■ **Extracted records**:

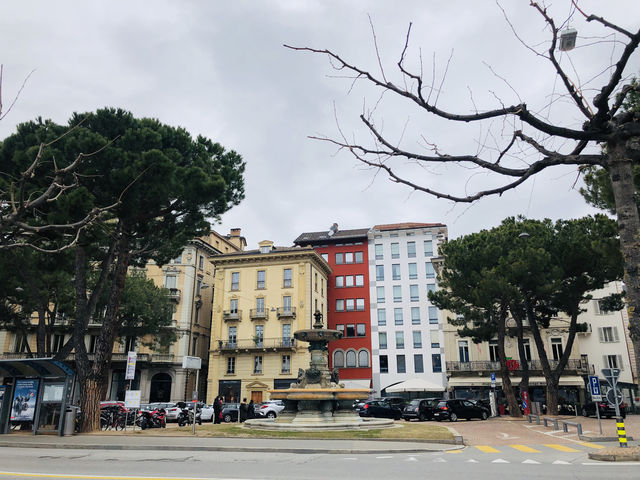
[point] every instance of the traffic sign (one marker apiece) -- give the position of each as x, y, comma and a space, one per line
594, 388
614, 396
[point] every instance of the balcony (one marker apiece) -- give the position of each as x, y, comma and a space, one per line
286, 312
232, 315
248, 345
259, 314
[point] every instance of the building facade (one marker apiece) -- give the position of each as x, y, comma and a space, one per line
346, 251
261, 297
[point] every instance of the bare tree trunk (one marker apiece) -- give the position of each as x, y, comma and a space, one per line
620, 169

■ **Work instructions**: Could you restate all of the data above word for word and skip every picture?

■ **Response**:
[point] every instance of the traffic sign (one marker apiece) -- give the position of each as x, y, comma and a space, one per line
594, 388
614, 396
[point] every instance of the balcony (one marker apiece) -- give the position of each as x, y, comma and a space, one per line
286, 312
232, 315
248, 345
259, 314
[point] every instance of the building facade (one marker apiece) -- give the position of each as x, y, comma and a space, one per line
346, 251
261, 297
[point] every instance of the bare tree trunk (one marker apiece) -- give the position of each as x, y, comma and a space, one per line
620, 169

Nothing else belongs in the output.